START Text passage
The Code for Prosecutors

[21]      The applicant has also relied upon a number of statements in the PPS Code for Prosecutors (“the Code”).  This too emphasises the independence of the Director at para 2.11.  Para 2.12 also reminds readers that it is an offence, contrary to section 32A of the 2002 Act, for a person to seek to influence a prosecutor, with the intention of perverting the course of justice, in any decision as to whether to institute or continue criminal proceedings.

[22]      The Code also explains the relationship between the DPP and PPS on the one hand and the PSNI, as investigator, on the other.  Paras 3.1 to 3.3 bear repetition in this regard:

“3.1     Investigation is not the responsibility of the PPS. The PSNI is the principal investigative body which submits files to the PPS.  It is the responsibility of the investigator to investigate an allegation that a criminal offence has been committed, to gather evidence in relation to that allegation and to present that evidence to the prosecutor.  The PPS will take all appropriate steps to ensure that all cases submitted for its consideration are properly investigated.

3.2       Investigators may submit files in one of two ways:

(i) by charging a person, or

(ii) by submitting a report on a person.

3.3       The PPS assumes full responsibility for tracking the progress of the case from the point of charge or receipt of a report from the investigator.  The PPS may request further investigation where it considers that additional evidence or information is required in order to take a fully informed prosecution decision.”

Summary of parties’ positions

[23]      The applicant’s primary complaint is that the respondent has delegated his statutory functions to the PSNI which, she contends, “drives a coach and horses” through the clear statutory dichotomy between the roles of the PSNI and the PPS.  She relies heavily upon the Court of Appeal’s description of the separate functions of the DPP and Chief Constable in Re Beatty’s application [2022] NICA 13.  She contends that it is wrong in any case for the police to have the final say on whether there should be a prosecution but, all the more so, (a) where the case has been referred to the DPP by a coroner under section 35 of the 2002 Act and/or (b) where the case involves potential prosecution of police officers.  The result of the approach adopted by the DPP in this case is such that, in Ms Quinlivan’s phrase, he is ‘hiding behind’ the PSNI’s decision.  The practical result of this is that the applicant is deprived of her right to a reasoned decision (under para 4.67 of the Code) and to a review of the ‘no prosecution’ decision (under para 4.61 of the Code).

[24]      The respondent submits that it is perfectly proper for some cases, where there is no evidence of a crime, to be dealt with by the police without the need for a decision on the matter being taken by the DPP or PPS.  That arises where no individual has been ‘reported’ to the PPS for a prosecution decision because the threshold for the making of such a report has not been reached.  That is what occurred in this case, the respondent submits.  However, he further contends that there was detailed engagement between the PPS, at a very senior level, and the PSNI; that the police approach was overseen, scrutinised and probed by the PPS; and that, ultimately, the PPS agreed with the PSNI approach so that, even if the matter was to be looked at again, the PPS would inevitably conclude that the test for prosecution under the Code was not met.  In these circumstances, Mr McGleenan submitted that there was no breach of any legal obligation on the part of the respondent.
END Text passage
START Dataset
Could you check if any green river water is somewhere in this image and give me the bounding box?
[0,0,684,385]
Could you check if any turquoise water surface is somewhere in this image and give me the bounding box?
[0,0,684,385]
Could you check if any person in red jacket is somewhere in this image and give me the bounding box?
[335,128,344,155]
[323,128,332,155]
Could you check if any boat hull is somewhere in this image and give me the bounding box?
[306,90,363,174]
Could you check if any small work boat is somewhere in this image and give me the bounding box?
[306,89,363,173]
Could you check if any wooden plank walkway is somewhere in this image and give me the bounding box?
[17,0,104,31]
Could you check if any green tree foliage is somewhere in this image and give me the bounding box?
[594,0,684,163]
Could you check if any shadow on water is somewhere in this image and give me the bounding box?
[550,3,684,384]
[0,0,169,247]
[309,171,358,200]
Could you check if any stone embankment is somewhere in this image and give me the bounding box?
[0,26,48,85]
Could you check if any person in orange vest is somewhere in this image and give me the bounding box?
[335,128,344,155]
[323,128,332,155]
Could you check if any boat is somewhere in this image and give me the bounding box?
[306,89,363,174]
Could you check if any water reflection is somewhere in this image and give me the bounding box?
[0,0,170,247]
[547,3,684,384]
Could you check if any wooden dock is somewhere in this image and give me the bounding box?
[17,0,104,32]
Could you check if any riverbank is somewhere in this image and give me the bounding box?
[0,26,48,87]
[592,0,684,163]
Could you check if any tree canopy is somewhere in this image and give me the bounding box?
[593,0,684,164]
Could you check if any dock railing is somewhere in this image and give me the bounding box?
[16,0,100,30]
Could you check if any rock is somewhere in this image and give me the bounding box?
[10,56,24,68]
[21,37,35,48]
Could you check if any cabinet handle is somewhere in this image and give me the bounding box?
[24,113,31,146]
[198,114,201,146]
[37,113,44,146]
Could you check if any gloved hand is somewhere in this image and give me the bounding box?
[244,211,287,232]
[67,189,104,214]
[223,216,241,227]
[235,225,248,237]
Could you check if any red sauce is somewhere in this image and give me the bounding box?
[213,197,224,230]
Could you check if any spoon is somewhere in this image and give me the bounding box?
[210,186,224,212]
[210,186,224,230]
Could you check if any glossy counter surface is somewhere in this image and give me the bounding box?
END Dataset
## Exercise 1:
In the judgment excerpt, which body does the Code name as the principal investigative body that submits files to the PPS?
## Exercise 2:
Please continue the judgment excerpt from the point where it stops.
The lines are separate from the judgment excerpt.

## Task output 1:
The PSNI.

## Task output 2:
The respective roles of the PSNI and PPS

[25]      As mentioned above, the applicant has relied heavily upon the judgment of McCloskey LJ, giving the judgment of the court, in the case of Re Beatty’s Application [2022] NICA 13 at paras [22]-[25] and [30].  This judgment bears re-examination in order to remind oneself of the respective roles of the PSNI and PPS as explained by the Court of Appeal.  I set out a number of passages from the judgment below for that purpose.  At para [23] of the judgment, the distinction between the roles was pithily summarised as follows:

“In a sentence, the Chief Constable/Police Service have the duty of investigating suspected offences while, in contrast, the main statutory duties, functions and discretionary powers of the DPP belong to the realm of prosecutorial decisions and the conduct of prosecutions.”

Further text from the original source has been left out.